**What the task requires**
Write out exactly the lines of the entries below, from the first through the line containing "550L221 549L214 540ZM0", and nothing beyond them.

Dataset excerpts:
--- START ---

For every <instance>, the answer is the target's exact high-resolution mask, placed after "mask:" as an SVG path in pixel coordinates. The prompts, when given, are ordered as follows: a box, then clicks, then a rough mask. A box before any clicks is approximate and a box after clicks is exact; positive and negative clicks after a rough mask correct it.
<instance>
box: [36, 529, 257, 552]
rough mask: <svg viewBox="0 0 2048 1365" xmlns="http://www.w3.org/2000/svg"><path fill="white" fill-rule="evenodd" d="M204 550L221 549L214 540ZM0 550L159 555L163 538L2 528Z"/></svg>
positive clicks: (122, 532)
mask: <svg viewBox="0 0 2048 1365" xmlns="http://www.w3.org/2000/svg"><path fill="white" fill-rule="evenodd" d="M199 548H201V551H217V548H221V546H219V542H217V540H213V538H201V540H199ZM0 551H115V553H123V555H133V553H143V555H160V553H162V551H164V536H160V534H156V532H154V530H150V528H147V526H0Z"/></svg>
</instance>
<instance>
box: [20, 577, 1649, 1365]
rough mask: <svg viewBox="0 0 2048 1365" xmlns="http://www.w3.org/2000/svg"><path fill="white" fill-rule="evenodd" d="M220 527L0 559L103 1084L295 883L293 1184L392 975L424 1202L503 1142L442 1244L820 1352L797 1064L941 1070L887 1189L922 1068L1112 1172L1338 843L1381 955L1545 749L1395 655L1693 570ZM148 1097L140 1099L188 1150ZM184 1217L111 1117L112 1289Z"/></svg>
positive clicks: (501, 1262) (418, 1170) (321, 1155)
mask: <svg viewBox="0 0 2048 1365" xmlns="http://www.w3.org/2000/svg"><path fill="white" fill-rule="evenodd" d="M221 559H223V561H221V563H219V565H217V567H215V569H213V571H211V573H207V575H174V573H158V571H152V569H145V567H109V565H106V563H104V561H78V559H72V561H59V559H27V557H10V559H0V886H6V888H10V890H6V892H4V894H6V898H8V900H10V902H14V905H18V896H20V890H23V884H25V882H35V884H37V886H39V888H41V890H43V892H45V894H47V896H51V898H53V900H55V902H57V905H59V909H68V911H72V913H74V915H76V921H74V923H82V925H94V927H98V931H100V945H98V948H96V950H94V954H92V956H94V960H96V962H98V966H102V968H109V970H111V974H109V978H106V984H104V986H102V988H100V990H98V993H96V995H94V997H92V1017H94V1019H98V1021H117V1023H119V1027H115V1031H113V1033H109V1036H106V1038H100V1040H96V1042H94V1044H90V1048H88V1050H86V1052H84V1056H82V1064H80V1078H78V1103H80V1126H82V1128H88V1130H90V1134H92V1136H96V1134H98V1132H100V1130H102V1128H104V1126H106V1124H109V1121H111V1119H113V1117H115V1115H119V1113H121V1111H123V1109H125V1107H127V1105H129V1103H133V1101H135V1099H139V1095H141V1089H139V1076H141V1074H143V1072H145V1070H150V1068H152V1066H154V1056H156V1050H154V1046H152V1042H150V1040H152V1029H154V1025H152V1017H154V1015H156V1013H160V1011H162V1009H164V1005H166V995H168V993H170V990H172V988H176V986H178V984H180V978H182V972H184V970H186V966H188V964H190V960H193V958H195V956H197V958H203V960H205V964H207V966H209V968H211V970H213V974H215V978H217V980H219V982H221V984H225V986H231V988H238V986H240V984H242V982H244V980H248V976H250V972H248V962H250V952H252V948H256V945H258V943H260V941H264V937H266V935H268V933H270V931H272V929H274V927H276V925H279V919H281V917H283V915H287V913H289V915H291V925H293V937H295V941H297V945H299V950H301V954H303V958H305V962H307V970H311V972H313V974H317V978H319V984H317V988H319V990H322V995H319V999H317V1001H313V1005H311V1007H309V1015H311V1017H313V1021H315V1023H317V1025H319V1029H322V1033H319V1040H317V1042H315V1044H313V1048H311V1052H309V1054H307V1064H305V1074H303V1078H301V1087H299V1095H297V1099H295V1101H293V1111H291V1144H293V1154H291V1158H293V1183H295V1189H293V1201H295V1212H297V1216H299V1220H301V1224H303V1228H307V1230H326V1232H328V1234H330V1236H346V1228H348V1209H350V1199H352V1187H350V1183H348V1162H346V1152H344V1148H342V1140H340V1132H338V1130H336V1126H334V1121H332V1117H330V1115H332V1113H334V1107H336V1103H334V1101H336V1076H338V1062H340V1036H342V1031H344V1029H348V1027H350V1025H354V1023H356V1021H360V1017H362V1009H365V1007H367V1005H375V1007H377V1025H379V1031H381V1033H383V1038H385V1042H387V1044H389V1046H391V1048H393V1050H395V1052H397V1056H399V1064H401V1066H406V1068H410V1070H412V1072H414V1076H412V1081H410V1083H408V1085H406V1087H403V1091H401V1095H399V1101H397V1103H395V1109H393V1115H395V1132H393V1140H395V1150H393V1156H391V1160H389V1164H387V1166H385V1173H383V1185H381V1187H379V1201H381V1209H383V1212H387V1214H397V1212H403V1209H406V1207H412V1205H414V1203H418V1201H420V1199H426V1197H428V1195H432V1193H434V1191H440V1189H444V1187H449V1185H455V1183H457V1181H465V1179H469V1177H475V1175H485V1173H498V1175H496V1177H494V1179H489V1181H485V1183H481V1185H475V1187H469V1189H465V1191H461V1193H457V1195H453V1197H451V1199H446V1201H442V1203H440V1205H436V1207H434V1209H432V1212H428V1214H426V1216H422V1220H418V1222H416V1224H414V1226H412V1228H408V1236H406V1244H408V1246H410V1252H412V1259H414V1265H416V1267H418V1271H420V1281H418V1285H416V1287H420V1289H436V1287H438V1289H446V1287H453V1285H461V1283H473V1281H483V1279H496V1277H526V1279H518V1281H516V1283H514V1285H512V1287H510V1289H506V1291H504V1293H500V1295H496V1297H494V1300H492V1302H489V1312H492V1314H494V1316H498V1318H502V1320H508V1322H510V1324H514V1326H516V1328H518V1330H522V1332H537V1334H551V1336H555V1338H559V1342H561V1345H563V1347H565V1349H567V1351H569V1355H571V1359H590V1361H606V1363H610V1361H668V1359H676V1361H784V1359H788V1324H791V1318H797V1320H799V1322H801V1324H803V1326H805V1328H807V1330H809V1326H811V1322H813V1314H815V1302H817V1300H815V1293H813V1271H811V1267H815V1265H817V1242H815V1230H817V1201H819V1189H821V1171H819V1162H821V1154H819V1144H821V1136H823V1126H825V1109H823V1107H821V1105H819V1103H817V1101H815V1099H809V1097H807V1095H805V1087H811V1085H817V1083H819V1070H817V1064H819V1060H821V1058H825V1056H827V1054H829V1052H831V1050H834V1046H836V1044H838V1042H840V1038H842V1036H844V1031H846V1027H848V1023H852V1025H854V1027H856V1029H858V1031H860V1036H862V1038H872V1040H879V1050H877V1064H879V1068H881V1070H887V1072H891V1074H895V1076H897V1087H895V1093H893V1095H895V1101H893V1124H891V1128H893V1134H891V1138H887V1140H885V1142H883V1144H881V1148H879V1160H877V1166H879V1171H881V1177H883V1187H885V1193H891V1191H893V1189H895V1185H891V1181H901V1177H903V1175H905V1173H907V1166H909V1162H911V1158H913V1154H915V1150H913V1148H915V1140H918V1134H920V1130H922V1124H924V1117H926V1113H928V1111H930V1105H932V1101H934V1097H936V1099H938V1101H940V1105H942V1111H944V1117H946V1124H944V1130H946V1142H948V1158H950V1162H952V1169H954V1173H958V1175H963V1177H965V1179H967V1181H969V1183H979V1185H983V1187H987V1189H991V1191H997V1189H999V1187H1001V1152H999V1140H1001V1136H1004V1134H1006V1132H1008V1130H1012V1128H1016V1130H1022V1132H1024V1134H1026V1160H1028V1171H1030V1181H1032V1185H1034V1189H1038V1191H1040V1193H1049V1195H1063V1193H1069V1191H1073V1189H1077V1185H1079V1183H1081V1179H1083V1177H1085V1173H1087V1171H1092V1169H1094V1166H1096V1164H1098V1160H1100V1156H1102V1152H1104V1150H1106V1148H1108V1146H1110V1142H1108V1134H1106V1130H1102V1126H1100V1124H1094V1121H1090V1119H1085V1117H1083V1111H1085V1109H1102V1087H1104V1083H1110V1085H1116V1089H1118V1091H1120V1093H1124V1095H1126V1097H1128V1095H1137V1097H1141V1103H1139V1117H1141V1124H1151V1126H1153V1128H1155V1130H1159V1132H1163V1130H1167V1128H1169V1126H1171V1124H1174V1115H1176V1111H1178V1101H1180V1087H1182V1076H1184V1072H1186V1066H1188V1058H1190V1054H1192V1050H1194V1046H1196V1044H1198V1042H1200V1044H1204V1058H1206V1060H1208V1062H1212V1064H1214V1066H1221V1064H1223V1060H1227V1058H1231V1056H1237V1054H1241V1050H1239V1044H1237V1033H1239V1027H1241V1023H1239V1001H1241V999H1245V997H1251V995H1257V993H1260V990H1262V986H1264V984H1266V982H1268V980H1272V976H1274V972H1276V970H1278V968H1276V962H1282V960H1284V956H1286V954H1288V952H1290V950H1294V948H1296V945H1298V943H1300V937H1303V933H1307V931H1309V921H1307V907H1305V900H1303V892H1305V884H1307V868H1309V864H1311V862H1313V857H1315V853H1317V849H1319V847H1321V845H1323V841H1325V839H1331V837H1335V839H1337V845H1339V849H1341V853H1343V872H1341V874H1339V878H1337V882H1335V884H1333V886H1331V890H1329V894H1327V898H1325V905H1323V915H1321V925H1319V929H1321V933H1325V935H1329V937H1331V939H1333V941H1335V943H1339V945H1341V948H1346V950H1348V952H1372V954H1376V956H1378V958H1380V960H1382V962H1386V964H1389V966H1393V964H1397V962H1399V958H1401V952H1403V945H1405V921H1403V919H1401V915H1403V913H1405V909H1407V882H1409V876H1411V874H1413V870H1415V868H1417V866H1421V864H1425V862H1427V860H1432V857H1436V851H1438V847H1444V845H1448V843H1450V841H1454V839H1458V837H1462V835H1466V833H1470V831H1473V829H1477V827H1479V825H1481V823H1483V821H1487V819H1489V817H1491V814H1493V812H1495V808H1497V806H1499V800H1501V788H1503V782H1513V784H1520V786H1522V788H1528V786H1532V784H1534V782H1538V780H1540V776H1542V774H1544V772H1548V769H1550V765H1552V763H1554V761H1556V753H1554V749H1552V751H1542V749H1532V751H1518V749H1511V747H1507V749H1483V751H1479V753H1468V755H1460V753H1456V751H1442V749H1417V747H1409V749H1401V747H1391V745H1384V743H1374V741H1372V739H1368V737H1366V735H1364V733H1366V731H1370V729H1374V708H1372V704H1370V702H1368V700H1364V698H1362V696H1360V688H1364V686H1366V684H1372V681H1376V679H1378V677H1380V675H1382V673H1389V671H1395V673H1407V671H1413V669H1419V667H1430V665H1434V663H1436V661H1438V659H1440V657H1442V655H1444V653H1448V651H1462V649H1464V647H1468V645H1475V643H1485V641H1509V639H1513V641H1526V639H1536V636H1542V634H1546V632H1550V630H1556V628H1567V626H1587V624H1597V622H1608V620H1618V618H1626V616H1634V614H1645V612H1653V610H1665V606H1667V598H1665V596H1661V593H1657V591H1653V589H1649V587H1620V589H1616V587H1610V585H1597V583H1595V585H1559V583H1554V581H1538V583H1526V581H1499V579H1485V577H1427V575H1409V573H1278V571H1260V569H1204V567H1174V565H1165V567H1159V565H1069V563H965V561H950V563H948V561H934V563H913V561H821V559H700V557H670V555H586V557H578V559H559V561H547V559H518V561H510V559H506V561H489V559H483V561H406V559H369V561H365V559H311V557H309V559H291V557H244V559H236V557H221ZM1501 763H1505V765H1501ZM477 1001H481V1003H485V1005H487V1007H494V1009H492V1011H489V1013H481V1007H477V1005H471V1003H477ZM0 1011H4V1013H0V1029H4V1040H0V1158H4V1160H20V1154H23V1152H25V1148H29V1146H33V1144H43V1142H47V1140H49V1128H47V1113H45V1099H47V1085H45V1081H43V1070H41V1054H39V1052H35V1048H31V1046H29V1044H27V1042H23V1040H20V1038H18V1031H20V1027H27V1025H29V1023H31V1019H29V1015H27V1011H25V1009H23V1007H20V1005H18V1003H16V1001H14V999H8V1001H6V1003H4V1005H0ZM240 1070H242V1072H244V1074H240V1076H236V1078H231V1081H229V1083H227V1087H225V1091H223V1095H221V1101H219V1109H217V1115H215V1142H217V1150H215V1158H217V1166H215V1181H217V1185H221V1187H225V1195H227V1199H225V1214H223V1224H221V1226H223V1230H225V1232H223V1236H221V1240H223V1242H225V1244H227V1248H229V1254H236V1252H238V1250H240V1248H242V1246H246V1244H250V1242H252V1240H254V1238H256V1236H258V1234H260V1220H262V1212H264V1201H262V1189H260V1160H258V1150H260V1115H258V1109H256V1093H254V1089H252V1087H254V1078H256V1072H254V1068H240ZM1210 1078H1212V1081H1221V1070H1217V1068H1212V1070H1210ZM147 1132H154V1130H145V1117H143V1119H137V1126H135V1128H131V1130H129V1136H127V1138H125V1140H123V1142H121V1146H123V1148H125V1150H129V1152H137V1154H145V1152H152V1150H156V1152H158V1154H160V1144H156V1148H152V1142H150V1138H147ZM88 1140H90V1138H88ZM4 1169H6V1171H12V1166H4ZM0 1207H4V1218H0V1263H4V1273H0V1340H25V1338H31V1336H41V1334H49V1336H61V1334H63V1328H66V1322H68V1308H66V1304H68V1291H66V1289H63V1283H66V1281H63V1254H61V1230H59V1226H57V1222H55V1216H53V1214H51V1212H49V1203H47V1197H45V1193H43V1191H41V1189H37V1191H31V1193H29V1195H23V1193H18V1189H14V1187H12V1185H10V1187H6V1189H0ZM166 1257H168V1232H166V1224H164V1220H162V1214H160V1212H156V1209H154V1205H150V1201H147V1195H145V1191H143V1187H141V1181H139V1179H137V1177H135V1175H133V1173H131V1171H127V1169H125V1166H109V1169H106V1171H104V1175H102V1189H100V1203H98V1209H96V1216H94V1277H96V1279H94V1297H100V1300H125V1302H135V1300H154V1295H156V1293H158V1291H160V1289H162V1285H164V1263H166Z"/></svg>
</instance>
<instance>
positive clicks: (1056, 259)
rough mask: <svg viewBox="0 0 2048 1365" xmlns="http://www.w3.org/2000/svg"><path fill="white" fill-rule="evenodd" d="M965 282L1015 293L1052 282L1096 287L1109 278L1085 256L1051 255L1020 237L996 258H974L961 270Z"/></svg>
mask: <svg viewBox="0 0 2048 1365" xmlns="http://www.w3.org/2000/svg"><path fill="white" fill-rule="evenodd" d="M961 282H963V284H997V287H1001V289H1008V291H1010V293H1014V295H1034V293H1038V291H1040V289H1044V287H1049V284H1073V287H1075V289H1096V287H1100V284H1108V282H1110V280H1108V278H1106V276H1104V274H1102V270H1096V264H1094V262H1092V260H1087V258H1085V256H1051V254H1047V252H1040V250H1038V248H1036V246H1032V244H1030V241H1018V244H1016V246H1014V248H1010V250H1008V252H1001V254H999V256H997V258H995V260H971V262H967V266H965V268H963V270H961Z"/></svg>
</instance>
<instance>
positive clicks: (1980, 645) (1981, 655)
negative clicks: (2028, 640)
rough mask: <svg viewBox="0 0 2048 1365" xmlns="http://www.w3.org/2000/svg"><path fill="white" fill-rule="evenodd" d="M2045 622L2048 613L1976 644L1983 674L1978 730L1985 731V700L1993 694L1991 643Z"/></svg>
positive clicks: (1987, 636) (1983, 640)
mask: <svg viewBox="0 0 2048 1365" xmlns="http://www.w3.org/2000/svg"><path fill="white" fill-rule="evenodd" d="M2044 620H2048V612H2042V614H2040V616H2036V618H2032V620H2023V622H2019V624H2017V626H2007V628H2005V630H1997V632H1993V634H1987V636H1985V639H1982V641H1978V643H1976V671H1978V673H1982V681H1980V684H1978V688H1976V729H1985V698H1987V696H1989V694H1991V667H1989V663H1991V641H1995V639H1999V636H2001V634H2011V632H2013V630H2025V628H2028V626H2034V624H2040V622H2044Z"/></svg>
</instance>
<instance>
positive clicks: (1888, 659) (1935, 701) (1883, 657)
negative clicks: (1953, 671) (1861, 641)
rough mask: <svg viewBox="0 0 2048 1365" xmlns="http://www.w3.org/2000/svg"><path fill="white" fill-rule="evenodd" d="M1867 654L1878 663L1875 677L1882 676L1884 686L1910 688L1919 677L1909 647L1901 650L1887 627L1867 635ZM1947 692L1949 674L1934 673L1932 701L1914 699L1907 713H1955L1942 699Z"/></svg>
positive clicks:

--- END ---

**Response area**
For every <instance>, the answer is the target's exact high-resolution mask, placed after "mask:" as an SVG path in pixel coordinates. The prompts, when given, are ordered as follows: a box, then clicks, then a rough mask. A box before any clicks is approximate and a box after clicks is exact; positive and negative clicks after a rough mask correct it.
<instance>
box: [36, 529, 257, 552]
rough mask: <svg viewBox="0 0 2048 1365" xmlns="http://www.w3.org/2000/svg"><path fill="white" fill-rule="evenodd" d="M204 550L221 549L214 540ZM0 550L159 555L163 538L2 528Z"/></svg>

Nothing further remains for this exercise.